=== RECORD SET ===
==========
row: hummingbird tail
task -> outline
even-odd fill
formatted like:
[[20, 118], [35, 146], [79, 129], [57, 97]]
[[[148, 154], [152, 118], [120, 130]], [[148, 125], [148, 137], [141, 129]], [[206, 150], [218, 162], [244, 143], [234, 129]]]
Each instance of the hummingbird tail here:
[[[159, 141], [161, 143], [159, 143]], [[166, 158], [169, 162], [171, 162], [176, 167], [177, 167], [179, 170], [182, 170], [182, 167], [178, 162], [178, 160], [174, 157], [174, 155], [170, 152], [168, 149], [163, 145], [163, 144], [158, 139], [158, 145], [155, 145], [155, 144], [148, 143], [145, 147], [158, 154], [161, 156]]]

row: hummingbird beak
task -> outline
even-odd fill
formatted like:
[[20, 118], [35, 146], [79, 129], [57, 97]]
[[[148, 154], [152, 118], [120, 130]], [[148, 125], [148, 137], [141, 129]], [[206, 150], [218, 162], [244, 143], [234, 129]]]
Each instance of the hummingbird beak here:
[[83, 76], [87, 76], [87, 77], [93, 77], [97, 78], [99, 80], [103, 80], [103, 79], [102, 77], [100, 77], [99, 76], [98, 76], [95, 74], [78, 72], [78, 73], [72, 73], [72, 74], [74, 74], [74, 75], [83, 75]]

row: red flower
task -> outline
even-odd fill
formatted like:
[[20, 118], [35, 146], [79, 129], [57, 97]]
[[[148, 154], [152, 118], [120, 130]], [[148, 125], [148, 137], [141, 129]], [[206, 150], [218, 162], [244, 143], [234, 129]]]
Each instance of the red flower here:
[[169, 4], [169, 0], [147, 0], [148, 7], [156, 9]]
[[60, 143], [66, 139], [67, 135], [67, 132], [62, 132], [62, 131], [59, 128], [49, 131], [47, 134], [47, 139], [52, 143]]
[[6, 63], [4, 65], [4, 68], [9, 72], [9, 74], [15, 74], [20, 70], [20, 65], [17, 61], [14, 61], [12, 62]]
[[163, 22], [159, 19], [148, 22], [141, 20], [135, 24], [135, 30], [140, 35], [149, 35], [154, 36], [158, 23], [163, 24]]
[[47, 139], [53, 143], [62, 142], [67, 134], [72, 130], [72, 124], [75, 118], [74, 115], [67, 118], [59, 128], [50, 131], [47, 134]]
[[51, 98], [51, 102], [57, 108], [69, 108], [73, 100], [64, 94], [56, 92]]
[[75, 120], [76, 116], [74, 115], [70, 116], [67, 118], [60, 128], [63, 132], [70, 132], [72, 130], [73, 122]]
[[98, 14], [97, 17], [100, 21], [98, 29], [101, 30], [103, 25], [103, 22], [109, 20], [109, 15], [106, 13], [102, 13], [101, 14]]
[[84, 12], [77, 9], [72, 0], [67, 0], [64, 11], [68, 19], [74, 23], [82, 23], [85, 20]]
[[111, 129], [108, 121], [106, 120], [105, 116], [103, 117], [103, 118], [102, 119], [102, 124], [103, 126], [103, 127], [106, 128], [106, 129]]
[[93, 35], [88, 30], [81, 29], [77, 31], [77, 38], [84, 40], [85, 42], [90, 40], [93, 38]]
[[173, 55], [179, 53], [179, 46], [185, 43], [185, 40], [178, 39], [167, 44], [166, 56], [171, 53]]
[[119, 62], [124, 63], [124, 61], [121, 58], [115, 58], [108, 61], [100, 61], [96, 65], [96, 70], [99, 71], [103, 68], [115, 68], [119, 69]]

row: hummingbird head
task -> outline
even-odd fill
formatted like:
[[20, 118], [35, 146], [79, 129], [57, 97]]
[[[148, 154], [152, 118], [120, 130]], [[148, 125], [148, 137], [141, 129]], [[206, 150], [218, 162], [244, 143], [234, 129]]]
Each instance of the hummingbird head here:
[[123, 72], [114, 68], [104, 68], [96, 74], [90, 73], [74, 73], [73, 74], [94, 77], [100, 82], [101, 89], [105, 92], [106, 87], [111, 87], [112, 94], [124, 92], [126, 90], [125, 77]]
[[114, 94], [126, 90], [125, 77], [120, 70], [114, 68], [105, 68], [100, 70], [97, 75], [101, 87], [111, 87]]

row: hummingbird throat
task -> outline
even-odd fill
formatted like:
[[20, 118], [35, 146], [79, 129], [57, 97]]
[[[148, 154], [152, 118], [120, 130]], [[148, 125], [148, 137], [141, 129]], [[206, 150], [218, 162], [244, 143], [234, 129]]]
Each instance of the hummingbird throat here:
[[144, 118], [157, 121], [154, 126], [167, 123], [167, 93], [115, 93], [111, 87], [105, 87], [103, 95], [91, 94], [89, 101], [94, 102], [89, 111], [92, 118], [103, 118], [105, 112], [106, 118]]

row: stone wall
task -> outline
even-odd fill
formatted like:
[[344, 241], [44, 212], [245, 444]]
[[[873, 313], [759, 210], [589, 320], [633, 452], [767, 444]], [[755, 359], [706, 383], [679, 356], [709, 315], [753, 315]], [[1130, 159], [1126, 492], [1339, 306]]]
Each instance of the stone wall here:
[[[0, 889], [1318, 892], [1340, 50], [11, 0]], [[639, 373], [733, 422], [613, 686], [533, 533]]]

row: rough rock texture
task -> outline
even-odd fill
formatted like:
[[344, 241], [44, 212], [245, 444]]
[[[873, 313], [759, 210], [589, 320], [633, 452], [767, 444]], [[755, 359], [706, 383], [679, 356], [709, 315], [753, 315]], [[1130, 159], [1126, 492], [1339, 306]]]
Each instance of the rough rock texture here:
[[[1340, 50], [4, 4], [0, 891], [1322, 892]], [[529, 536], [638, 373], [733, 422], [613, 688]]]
==========
=== THE PROBLEM ===
Rewrite all of the material above, changing each "formatted like" to "in the format of" and keeping everything else unchanged.

=== TASK OUTPUT ===
row: hummingbird tail
task -> outline
even-odd fill
in the format of:
[[20, 118], [35, 146], [79, 129], [57, 97]]
[[[148, 154], [152, 118], [120, 130]], [[148, 125], [148, 137], [141, 129]], [[206, 150], [218, 162], [244, 143], [234, 129]]]
Each instance of the hummingbird tail here:
[[[159, 141], [161, 143], [159, 143]], [[166, 158], [169, 162], [171, 162], [176, 167], [177, 167], [179, 170], [182, 170], [182, 167], [178, 162], [178, 160], [174, 157], [174, 155], [170, 152], [168, 149], [163, 145], [163, 144], [158, 139], [158, 145], [155, 145], [155, 144], [148, 143], [145, 147], [158, 154], [161, 156]]]

row: hummingbird beak
task -> outline
even-odd fill
in the format of:
[[20, 118], [35, 146], [79, 129], [57, 97]]
[[[148, 154], [152, 118], [120, 130]], [[148, 125], [148, 137], [141, 129]], [[206, 150], [218, 162], [244, 143], [234, 129]]]
Each instance of the hummingbird beak here:
[[83, 76], [87, 76], [87, 77], [93, 77], [97, 78], [99, 80], [103, 80], [103, 79], [102, 77], [100, 77], [99, 76], [98, 76], [95, 74], [78, 72], [78, 73], [72, 73], [72, 74], [74, 74], [74, 75], [83, 75]]

row: red flower
task -> outline
even-odd fill
in the format of:
[[20, 118], [35, 146], [79, 129], [57, 97]]
[[[148, 154], [152, 118], [120, 130]], [[148, 125], [148, 137], [141, 129]], [[206, 150], [218, 162], [244, 143], [234, 129]]]
Each instance of the red flower here:
[[169, 4], [169, 0], [147, 0], [148, 7], [156, 9]]
[[60, 143], [66, 139], [67, 135], [67, 132], [62, 132], [62, 131], [59, 128], [49, 131], [47, 134], [47, 139], [52, 143]]
[[6, 63], [4, 65], [4, 68], [9, 72], [9, 74], [15, 74], [20, 70], [20, 65], [17, 61], [14, 61], [12, 62]]
[[163, 22], [159, 19], [148, 22], [141, 20], [135, 24], [135, 30], [140, 35], [149, 35], [154, 36], [158, 23], [163, 24]]
[[47, 139], [53, 143], [62, 142], [67, 134], [72, 130], [72, 124], [75, 118], [74, 115], [67, 118], [59, 128], [50, 131], [47, 134]]
[[51, 98], [51, 102], [57, 108], [69, 108], [73, 100], [64, 94], [56, 92]]
[[75, 120], [76, 116], [74, 115], [70, 116], [67, 118], [60, 128], [63, 132], [70, 132], [72, 130], [73, 122]]
[[98, 14], [97, 17], [100, 21], [98, 29], [101, 30], [103, 25], [103, 22], [109, 20], [109, 15], [106, 13], [102, 13], [101, 14]]
[[84, 12], [77, 9], [72, 0], [67, 0], [64, 11], [68, 19], [74, 23], [82, 23], [85, 20]]
[[111, 129], [108, 121], [106, 120], [105, 116], [103, 117], [103, 118], [102, 119], [102, 124], [103, 126], [103, 127], [106, 128], [106, 129]]
[[93, 35], [88, 30], [81, 29], [77, 31], [77, 38], [84, 40], [85, 42], [90, 40], [93, 38]]
[[173, 55], [179, 53], [179, 46], [185, 43], [185, 40], [178, 39], [167, 44], [166, 56], [171, 53]]
[[119, 62], [124, 63], [124, 61], [121, 58], [115, 58], [108, 61], [100, 61], [96, 65], [96, 70], [99, 71], [103, 68], [115, 68], [119, 69]]

row: hummingbird head
task -> outline
even-odd fill
in the format of:
[[20, 118], [35, 146], [79, 129], [57, 97]]
[[[148, 154], [152, 118], [120, 130]], [[148, 125], [148, 137], [141, 129]], [[206, 150], [218, 162], [244, 143], [234, 129]]]
Each instance of the hummingbird head here:
[[123, 72], [114, 68], [104, 68], [96, 74], [90, 73], [74, 73], [73, 74], [94, 77], [100, 82], [101, 89], [105, 92], [106, 87], [111, 87], [112, 94], [124, 92], [126, 90], [125, 77]]
[[114, 94], [126, 90], [125, 77], [120, 70], [114, 68], [105, 68], [100, 70], [97, 75], [101, 87], [111, 87]]

row: hummingbird throat
task -> outline
even-odd fill
in the format of:
[[20, 118], [35, 146], [79, 129], [57, 97]]
[[[148, 154], [152, 118], [120, 130]], [[148, 125], [148, 137], [141, 129]], [[206, 150], [218, 162], [244, 143], [234, 129]]]
Each instance of the hummingbird throat here:
[[144, 118], [157, 121], [154, 126], [167, 123], [167, 93], [115, 93], [111, 87], [105, 87], [103, 95], [91, 94], [89, 101], [94, 102], [89, 111], [92, 118], [103, 118], [105, 112], [106, 118]]

row: stone wall
task -> outline
even-odd fill
in the format of:
[[344, 241], [44, 212], [245, 444]]
[[[873, 313], [759, 210], [589, 320], [633, 452], [767, 444]], [[755, 359], [706, 383], [679, 356], [709, 315], [753, 315]], [[1130, 159], [1126, 492], [1339, 306]]]
Each instance of the stone wall here:
[[[0, 889], [1318, 892], [1340, 50], [11, 0]], [[639, 373], [733, 422], [613, 686], [533, 533]]]

row: rough rock texture
task -> outline
even-odd fill
in the format of:
[[344, 241], [44, 212], [245, 444]]
[[[873, 313], [759, 210], [589, 320], [633, 452], [767, 444]], [[755, 359], [706, 383], [679, 356], [709, 315], [753, 315]], [[1130, 159], [1126, 492], [1339, 306]]]
Each instance of the rough rock texture here:
[[[1340, 50], [4, 4], [0, 891], [1322, 892]], [[529, 536], [638, 373], [733, 422], [613, 688]]]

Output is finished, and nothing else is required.